--- TO BE DONE ---
Please write out again every line of the entries from the line containing "the white stripe" down to the line containing "<point>21,103</point>", both included, and shift each coordinate in the answers by adding 70 to it.

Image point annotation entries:
## start

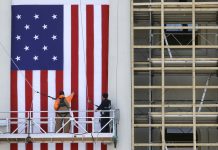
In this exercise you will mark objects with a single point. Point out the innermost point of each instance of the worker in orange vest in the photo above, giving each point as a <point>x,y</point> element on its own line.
<point>62,106</point>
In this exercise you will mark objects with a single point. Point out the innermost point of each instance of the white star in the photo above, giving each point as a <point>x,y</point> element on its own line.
<point>54,16</point>
<point>26,48</point>
<point>36,58</point>
<point>45,26</point>
<point>54,58</point>
<point>36,37</point>
<point>17,58</point>
<point>27,26</point>
<point>36,16</point>
<point>18,37</point>
<point>54,37</point>
<point>18,16</point>
<point>45,48</point>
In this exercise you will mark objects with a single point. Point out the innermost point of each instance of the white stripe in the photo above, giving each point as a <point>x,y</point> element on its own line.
<point>97,65</point>
<point>21,103</point>
<point>51,114</point>
<point>36,104</point>
<point>36,100</point>
<point>82,66</point>
<point>58,2</point>
<point>67,49</point>
<point>67,56</point>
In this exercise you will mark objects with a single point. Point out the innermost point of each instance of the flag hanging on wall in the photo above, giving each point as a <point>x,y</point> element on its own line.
<point>58,45</point>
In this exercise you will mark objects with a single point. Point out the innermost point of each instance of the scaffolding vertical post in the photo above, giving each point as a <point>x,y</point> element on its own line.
<point>204,93</point>
<point>150,81</point>
<point>133,76</point>
<point>162,77</point>
<point>193,76</point>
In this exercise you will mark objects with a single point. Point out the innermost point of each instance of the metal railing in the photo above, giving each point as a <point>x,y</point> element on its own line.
<point>43,122</point>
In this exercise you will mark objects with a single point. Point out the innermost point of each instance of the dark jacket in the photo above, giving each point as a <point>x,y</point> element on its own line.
<point>105,105</point>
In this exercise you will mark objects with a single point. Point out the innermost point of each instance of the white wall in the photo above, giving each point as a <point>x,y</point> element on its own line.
<point>120,69</point>
<point>5,35</point>
<point>119,65</point>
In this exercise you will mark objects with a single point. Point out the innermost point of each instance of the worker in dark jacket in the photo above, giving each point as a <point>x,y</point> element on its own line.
<point>105,105</point>
<point>62,106</point>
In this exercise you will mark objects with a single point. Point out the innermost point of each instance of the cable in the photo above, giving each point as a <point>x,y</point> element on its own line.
<point>117,48</point>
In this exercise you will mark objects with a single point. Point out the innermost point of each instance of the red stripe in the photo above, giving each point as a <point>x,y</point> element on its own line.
<point>44,103</point>
<point>28,98</point>
<point>90,64</point>
<point>105,30</point>
<point>59,87</point>
<point>74,63</point>
<point>13,146</point>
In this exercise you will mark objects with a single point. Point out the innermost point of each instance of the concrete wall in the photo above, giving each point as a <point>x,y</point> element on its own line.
<point>119,66</point>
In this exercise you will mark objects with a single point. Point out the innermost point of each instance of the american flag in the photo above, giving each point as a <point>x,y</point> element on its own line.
<point>61,45</point>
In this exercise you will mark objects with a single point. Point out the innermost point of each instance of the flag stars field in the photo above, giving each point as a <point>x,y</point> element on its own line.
<point>17,58</point>
<point>54,16</point>
<point>45,26</point>
<point>54,58</point>
<point>36,16</point>
<point>36,37</point>
<point>54,37</point>
<point>27,27</point>
<point>36,58</point>
<point>18,37</point>
<point>26,48</point>
<point>18,16</point>
<point>45,48</point>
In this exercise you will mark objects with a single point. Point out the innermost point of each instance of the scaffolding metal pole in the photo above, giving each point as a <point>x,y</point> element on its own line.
<point>204,93</point>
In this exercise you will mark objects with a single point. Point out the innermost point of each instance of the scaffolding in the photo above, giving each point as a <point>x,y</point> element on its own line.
<point>174,74</point>
<point>31,126</point>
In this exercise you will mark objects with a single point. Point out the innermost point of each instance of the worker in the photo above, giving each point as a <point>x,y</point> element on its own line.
<point>62,103</point>
<point>105,106</point>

## end

--- EXERCISE SOLUTION ---
In this exercise you will mark objects with a single point. Point out the innermost point of each instance of the white stripe in the photo above, giving each point as a <point>x,y</point> element on its own line.
<point>167,135</point>
<point>91,173</point>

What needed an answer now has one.